Su questo aspetto penso che la Fidal non abbia nulla da eccepire: del resto proprio la Fidal con i campionati italiani assoluti ha dimostrato di adottare una politica di progressiva esclusione degli atleti con minimi senza senso, nonostante a Torino durante i 1000 maschili (ad esempio) mancasse solo di vedere i covoni di fieno rotolare come nel deserto dell'Arizona. 
Un'indecenza certificata. Del resto è il prototipo dell'atletica tascabile: 4 gatti e la manifestazione finisce prima e ci si dimentica prima gare con soli 5 atleti. Con questi presupposti non ci si potrà certo lamentare con i minimi della IAAF, no? 
Naturalmente la IAAF ha introdotto un minimo "B", ragion per cui, secondo i calcoli di Buongiovanni, gli atleti azzurri che partiranno per Daegu dovrebbero aggirarsi attorno alle 22 unità, cui si aggiungono i marciatori e il maratoneta (solo Pertile ad oggi). A Osaka, ai mondiali del 2007, si ricorda sempre nella Gazzetta, la più povera spedizione di italiani fino ad oggi registrata, ammontava a 34 atleti. 
Le conclusioni sono dei macigni: dalla lista dei magnifici otto solo Howe (OVE) sarà impegnato in una gara di corsa in pista, e fino a sabato pomeriggio scorso e il suo 7,68 non ci sarebbe stata neppure questa eventualità. L'idea proposta è quella di cambiare le regole in corso d'opera, ma qui mi sento di venire incontro alle rimostranze della Fidal: per portare chi?

IL MATERIALE –
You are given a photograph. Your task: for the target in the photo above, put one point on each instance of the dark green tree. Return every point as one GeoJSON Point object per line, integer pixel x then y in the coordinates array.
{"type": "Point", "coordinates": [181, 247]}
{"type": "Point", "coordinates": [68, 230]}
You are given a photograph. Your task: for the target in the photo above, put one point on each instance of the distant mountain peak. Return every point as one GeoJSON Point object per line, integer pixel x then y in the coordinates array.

ISTRUZIONI DELL'ESERCIZIO –
A. Nel testo sulla spedizione azzurra ai mondiali di atletica, quanti atleti contava la spedizione italiana a Osaka nel 2007?
B. Riprendi il testo sulla spedizione azzurra ai mondiali di atletica e continualo a partire dalla sua ultima frase.
Il materiale è indipendente dal testo e va considerato a parte.

RISPOSTE –
A. 34 atleti.

B.
Naturalmente ci sarebbero molti giovani che in un consesso internazionale imparerebbero a parametrarsi non con i soliti 4 gatti con i quali competono in Italia, ma con chi va forte e va forte davvero. Perchè non vado lontano dalla realtà quando ritengo che qui da noi, spesso, ci si crogiola esclusivamente con il titolino italiano. Quello consente di assumere atteggiamenti da Semidio, che francamente sono eccessivi. Questà è purtroppo la massima aspirazione, che, come ben capirete non ha sbocchi per la nostra nazionale. 
Sentire di avere un gap contro chi si vuole davvero competere, non può che stimolare le ambizioni, la ricerca della cura del particolare, la crescita tecnica, i feedback con le persone con le quali si "lavora". Uno solo diventa campione, certo, ma spesso il successo sportivo è direttamente proporzionale al numero di persone che si riescono a coinvolgere nel proprio progetto (tecnici, fisioterapisti, medici, sponsor). Fantascienza da noi.
Quindi, non speriamo di vedere troppi atleti a Daegu: prima di tutto costa parecchio il viaggio per la Corea (nell'ottica di diffondere la trasparenza, dovrebbero anche rendere noti quali consiglieri saranno spediti laggiù e soprattutto cosa dovrebbero fare di tanto utile per la spedizione); poi, più atleti si portano, più il tuffo di pancia dalla piattaforma di 10 metri sarebbe doloroso se... non dovessero arrivare medaglie. E il faccione contrito di Arese ad Elisabetta Caporali nell'intervista post-italiani era un libro aperto... all'ultima pagina.